According to the DOE website, the API value that we see represents the highest API value among all the sub-APIs in that particular time period. In other words, the most dominant air pollutant, with the highest concentration, would set the API value reported.
This means that if the PM10 value is the highest, that’s what we’ll see. If, say, another type is more dominant, that type sets the value.
That said, the DOE says that PM10 is normally the highest value among the five.
PM10 is too general
So the air pollutants that we think of as “the haze” come under the PM10 category. But this is inaccurate and is solely due to size considerations.
PM10 are considered coarse particles. These are smoke, dust and dirt from our factories, industrial areas, even roads. Mold, spores and pollen belong to this category.
In contrast, the particles from burning vegetation and trees — of which our haze is mostly made up of — are much finer. So much so they are normally categorised as PM2.5, meaning finer than 2.5 micron.
The distinction matters. PM2.5 stays airborne much longer and can travel much farther. We’re talking up to weeks in the air going as far as hundreds of kilometres compared to PM10, which stays in the air for up to a few hours and may travel up to several dozen kilometres roughly.
And PM2.5 has much more severe health effects than PM10, which is why a lot of people have been urging the DOE to track PM2.5 levels separately. According to the department, it is still working on this.

**Data for review**
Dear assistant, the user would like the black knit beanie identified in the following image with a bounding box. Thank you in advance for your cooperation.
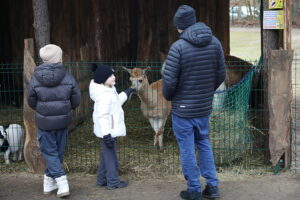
[173,5,196,30]
[92,63,114,84]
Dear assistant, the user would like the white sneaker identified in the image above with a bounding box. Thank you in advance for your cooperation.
[55,175,70,197]
[43,174,57,194]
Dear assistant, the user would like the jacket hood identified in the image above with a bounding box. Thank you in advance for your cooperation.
[180,22,212,46]
[34,63,66,87]
[89,79,116,101]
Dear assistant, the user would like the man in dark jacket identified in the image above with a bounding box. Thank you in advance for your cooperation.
[163,5,225,200]
[27,44,80,197]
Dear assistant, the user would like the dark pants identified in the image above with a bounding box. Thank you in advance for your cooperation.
[172,114,219,192]
[97,139,120,187]
[38,129,68,178]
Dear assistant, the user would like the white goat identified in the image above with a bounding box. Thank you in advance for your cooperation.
[212,81,227,110]
[123,67,171,150]
[0,124,24,164]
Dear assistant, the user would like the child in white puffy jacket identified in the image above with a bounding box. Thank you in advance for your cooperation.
[89,64,134,190]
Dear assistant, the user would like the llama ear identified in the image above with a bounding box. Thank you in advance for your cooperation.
[143,66,151,75]
[122,66,132,74]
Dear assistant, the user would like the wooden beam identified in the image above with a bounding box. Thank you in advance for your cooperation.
[23,38,45,174]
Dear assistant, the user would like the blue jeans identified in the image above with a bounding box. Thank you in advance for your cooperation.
[172,114,219,192]
[96,139,120,187]
[38,129,68,178]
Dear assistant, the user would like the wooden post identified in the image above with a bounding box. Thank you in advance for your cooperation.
[283,0,292,167]
[261,0,292,167]
[261,0,279,161]
[268,50,293,167]
[283,0,292,50]
[23,38,45,174]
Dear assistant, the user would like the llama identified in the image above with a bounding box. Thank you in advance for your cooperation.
[123,67,171,150]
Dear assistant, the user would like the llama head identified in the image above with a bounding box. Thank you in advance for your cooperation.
[123,67,150,92]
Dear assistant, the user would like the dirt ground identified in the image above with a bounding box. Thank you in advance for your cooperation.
[0,172,300,200]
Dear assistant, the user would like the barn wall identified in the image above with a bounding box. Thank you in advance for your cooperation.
[0,0,229,62]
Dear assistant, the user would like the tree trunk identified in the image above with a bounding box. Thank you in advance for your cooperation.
[91,0,102,61]
[32,0,50,54]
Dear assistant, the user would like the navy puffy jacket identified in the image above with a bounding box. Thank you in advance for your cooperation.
[163,22,225,118]
[27,64,80,131]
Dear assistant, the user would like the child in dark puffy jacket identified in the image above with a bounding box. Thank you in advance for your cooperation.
[89,64,134,190]
[27,44,80,197]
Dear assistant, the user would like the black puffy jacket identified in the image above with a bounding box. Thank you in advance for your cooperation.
[163,22,225,118]
[27,64,80,131]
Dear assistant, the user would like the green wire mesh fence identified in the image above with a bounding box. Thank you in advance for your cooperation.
[0,58,270,177]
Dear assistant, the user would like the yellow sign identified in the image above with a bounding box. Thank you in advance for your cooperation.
[263,10,284,29]
[269,0,283,9]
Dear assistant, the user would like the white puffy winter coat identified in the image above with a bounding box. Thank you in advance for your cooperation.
[89,80,127,138]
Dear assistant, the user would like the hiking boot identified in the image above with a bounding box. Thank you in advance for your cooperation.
[96,183,107,187]
[106,181,128,190]
[202,185,220,199]
[180,190,202,200]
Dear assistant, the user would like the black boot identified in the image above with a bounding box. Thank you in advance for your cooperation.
[180,190,202,200]
[202,185,220,199]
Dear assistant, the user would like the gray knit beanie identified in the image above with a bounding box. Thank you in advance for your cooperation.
[39,44,62,63]
[173,5,196,30]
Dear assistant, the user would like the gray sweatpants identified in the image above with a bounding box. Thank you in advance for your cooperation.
[96,139,120,187]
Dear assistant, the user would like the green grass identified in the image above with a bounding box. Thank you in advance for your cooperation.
[230,28,300,60]
[230,28,261,60]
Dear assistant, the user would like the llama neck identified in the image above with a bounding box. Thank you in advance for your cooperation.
[138,79,152,102]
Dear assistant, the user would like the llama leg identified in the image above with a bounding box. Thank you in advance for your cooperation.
[149,117,160,146]
[4,149,10,165]
[158,119,167,151]
[18,149,23,161]
[153,133,159,146]
[13,151,17,161]
[158,133,164,151]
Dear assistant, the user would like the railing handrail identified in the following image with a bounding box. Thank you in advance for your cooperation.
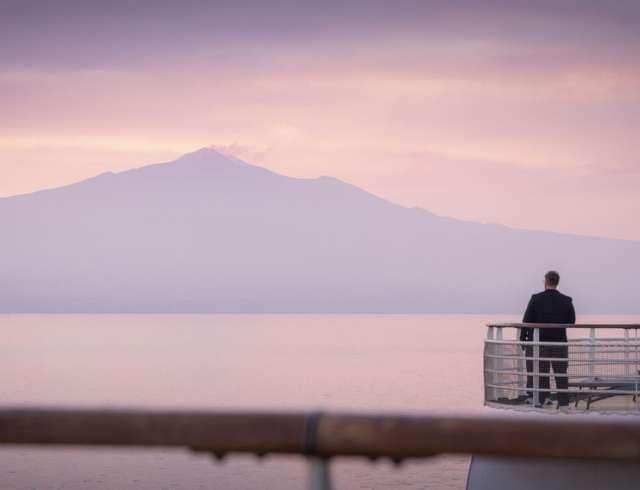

**The problem**
In the air-quality extract above, why have many people been urging the DOE to track PM2.5 levels separately? Answer in one to three sentences.

**Solution for this problem**
PM2.5 has much more severe health effects than PM10, which is why many people want the DOE to track PM2.5 levels separately.